(Beginning of EXERCISE MATERIALS)

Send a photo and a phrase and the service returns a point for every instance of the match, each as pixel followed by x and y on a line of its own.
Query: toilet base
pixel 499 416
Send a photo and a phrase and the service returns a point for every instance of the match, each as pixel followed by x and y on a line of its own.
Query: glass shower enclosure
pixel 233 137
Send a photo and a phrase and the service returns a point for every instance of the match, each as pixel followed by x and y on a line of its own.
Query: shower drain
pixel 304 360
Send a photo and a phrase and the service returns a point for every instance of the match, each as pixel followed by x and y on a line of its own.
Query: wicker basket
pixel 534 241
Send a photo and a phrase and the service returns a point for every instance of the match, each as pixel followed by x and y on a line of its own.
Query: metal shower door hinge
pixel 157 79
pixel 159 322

(End of EXERCISE MATERIALS)

Would you please give the data above again, exactly as it appears?

Send a photo and a phrase and the service returns a point for every instance of the match, each as pixel followed by x and y on a line of its own.
Query: toilet base
pixel 499 416
Send a photo and a phrase and the service returns a point for every instance of the match, each as pixel followed by x and y on a line of its own.
Query: glass shower enclosure
pixel 233 137
Send a photo and a phrase and the service returns a point for every instance of the match, each as pixel followed by x and y on a line of its own.
Query: shower drain
pixel 304 360
Send a photo and a phrase and the service returns a point for every instance of the match, each as pixel followed by x and y on a line of its own.
Query: wicker basket
pixel 534 241
Send a photo and a phrase and the service returns a point for every instance of the match, each as pixel followed by x and y on a line of its own.
Query: metal shower door hinge
pixel 157 79
pixel 159 322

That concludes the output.